### TASK STATEMENT
Output every one of the records below as a numbered list, leaving out blank lines and the pictures.

### TASK MATERIAL
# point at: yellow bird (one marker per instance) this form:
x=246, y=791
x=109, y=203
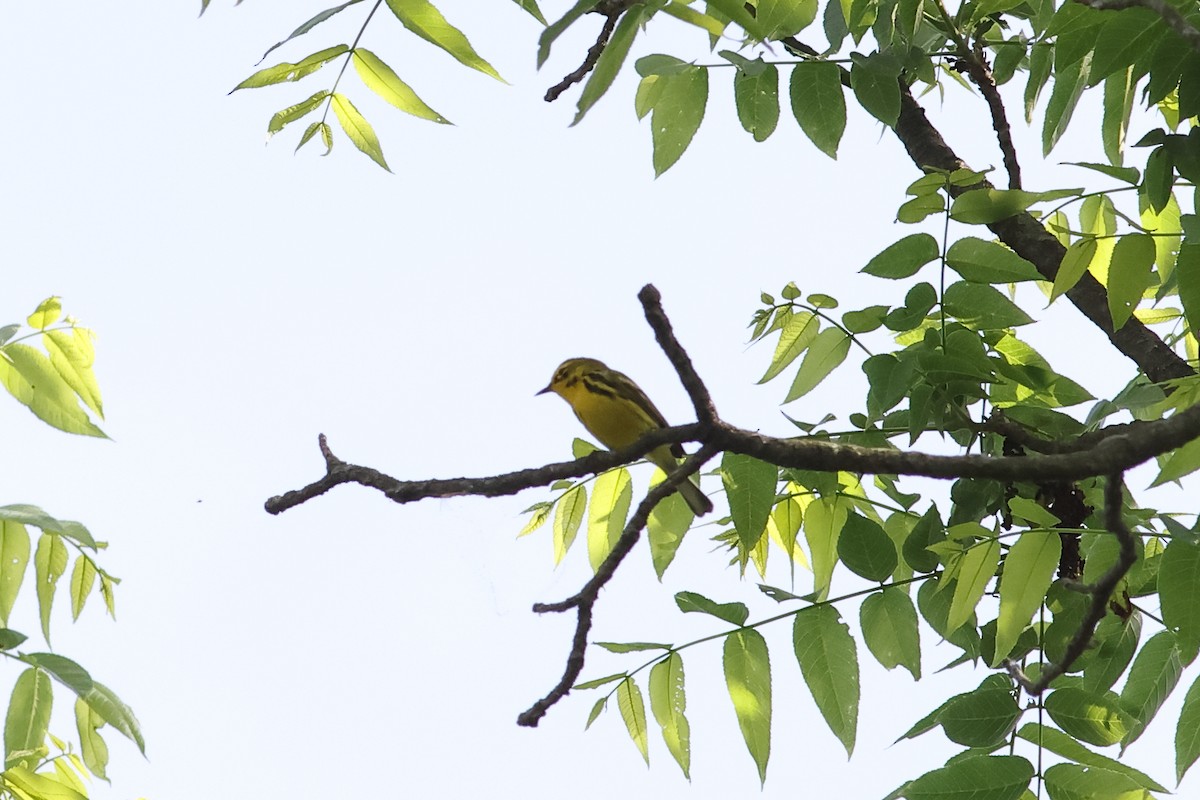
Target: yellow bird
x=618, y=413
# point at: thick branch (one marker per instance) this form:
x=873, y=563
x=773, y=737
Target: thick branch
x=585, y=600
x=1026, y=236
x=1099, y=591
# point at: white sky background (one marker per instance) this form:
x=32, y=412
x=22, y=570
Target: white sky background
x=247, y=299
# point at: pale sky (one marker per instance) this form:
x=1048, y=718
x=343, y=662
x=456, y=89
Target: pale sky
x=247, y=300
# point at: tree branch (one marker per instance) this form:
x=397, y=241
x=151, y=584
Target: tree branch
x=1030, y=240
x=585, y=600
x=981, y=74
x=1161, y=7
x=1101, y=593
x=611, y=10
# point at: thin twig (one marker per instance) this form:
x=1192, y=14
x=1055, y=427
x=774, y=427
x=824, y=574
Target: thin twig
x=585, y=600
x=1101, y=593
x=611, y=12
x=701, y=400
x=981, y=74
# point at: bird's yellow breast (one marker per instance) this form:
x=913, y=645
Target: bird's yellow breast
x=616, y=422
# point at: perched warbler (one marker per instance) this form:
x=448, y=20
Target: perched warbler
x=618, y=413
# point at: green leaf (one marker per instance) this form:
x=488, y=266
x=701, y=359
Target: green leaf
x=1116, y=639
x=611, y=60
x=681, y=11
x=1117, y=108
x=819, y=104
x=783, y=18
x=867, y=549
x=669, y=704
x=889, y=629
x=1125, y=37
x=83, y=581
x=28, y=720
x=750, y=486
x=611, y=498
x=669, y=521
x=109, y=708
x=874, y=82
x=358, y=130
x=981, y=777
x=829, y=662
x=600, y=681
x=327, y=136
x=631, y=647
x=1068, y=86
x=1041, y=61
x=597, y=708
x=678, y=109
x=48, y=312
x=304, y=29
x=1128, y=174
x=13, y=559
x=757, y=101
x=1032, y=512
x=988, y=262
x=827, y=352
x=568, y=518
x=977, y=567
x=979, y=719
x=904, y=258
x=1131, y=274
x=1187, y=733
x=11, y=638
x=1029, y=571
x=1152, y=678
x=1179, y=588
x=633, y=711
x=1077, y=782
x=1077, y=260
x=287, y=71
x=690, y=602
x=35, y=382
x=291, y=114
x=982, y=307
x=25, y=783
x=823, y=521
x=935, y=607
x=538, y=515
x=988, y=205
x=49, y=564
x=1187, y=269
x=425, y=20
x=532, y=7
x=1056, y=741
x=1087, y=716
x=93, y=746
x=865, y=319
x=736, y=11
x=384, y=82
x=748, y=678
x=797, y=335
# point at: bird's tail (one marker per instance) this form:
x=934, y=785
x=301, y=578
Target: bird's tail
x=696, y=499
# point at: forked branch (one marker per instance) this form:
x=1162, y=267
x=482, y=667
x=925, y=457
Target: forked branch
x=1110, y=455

### FULL SOLUTION
1. # point at: yellow bird (one marker per instance) this form:
2. x=246, y=791
3. x=109, y=203
4. Target: yellow bird
5. x=618, y=413
6. # point at: thick branch (one marker per instance) this form:
7. x=873, y=563
8. x=773, y=737
9. Target: thick branch
10. x=585, y=600
11. x=1026, y=236
12. x=1099, y=591
13. # point at: white sky background (one marker per instance) this form:
14. x=32, y=412
15. x=22, y=570
16. Target: white sky background
17. x=247, y=299
18. # point at: pale sky (one marker per instance) this form:
19. x=1048, y=718
20. x=343, y=662
21. x=456, y=89
22. Target: pale sky
23. x=247, y=300
24. # point at: tree branch (one marker per instance) this form:
25. x=397, y=241
26. x=151, y=584
27. Target: tree branch
28. x=1030, y=240
29. x=585, y=600
30. x=981, y=74
31. x=1161, y=7
32. x=1101, y=593
33. x=611, y=10
34. # point at: thin twig (one marker per instance) this form:
35. x=1192, y=14
36. x=1055, y=427
37. x=774, y=427
38. x=824, y=574
39. Target: thin twig
40. x=585, y=600
41. x=1101, y=593
42. x=611, y=12
43. x=701, y=400
44. x=981, y=74
45. # point at: bird's yellow breast (one marker per instance) this form:
46. x=913, y=645
47. Target: bird's yellow breast
48. x=616, y=422
49. # point at: perched warbler (one marker per instance) this form:
50. x=448, y=20
51. Target: perched warbler
52. x=618, y=413
53. # point at: green leaf (one marker per instance) this form:
54. x=488, y=266
55. x=701, y=359
56. Target: green leaf
57. x=1116, y=639
58. x=611, y=60
59. x=681, y=11
60. x=1117, y=108
61. x=819, y=104
62. x=783, y=18
63. x=867, y=549
64. x=669, y=704
65. x=889, y=629
66. x=1125, y=37
67. x=83, y=581
68. x=28, y=720
69. x=750, y=486
70. x=611, y=498
71. x=669, y=521
72. x=109, y=708
73. x=874, y=82
74. x=358, y=130
75. x=981, y=777
76. x=829, y=662
77. x=600, y=681
78. x=327, y=136
79. x=631, y=647
80. x=1068, y=86
81. x=1041, y=61
82. x=597, y=708
83. x=678, y=109
84. x=48, y=312
85. x=304, y=29
86. x=1128, y=174
87. x=13, y=559
88. x=757, y=101
89. x=1032, y=512
90. x=988, y=262
91. x=827, y=352
92. x=568, y=518
93. x=977, y=567
94. x=979, y=719
95. x=904, y=258
96. x=1131, y=274
97. x=1187, y=733
98. x=11, y=638
99. x=1029, y=571
100. x=1152, y=678
101. x=1179, y=588
102. x=633, y=711
103. x=1077, y=782
104. x=1077, y=260
105. x=287, y=71
106. x=690, y=602
107. x=35, y=382
108. x=291, y=114
109. x=982, y=307
110. x=25, y=783
111. x=823, y=521
112. x=935, y=607
113. x=538, y=515
114. x=988, y=205
115. x=49, y=564
116. x=1187, y=269
117. x=425, y=20
118. x=532, y=7
119. x=1056, y=741
120. x=1087, y=716
121. x=93, y=746
122. x=865, y=319
123. x=736, y=11
124. x=384, y=82
125. x=748, y=678
126. x=797, y=335
127. # point at: bird's tail (one marker per instance) this form:
128. x=934, y=785
129. x=301, y=578
130. Target: bird's tail
131. x=696, y=499
132. # point at: forked branch (one marker per instance) this form:
133. x=1162, y=267
134. x=482, y=667
135. x=925, y=457
136. Target: forked branch
137. x=1110, y=455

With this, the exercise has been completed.